* Items
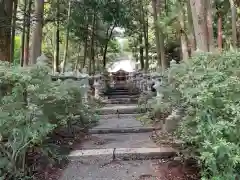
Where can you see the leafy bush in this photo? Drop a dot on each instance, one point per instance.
(208, 88)
(32, 108)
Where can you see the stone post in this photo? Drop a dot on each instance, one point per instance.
(149, 83)
(157, 86)
(97, 86)
(85, 82)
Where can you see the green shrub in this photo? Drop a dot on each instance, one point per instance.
(208, 88)
(32, 108)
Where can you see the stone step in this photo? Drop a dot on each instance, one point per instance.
(123, 96)
(124, 153)
(107, 169)
(119, 109)
(120, 93)
(123, 123)
(139, 129)
(123, 101)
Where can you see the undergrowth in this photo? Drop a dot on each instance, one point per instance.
(207, 87)
(33, 107)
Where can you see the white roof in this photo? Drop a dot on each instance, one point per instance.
(126, 65)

* Direction
Please write out all of the entries above again word for word, leaving out the pictures.

* Result for this exercise
Where can you see the leafy bush in this photo? Drop a dot on each instance, one point per instance.
(208, 88)
(32, 108)
Where can you see the stone post in this photo? Drop a dot on each instance, one point per instance.
(149, 83)
(157, 86)
(97, 86)
(85, 82)
Where can you see the green shrub in this photo? Drop a dot on each instance, one point per instance.
(208, 88)
(32, 108)
Where can you see the stone step in this photo? Drop a dot on each instance, one point per instance.
(123, 96)
(124, 153)
(107, 169)
(119, 109)
(120, 93)
(123, 123)
(139, 129)
(123, 101)
Where can you see the undergrowth in this photo? Drop a dot on each instance, one point per instance.
(207, 87)
(33, 107)
Where can you see the white roof in this photo? Drop a dot on each instance, one point per instance.
(126, 65)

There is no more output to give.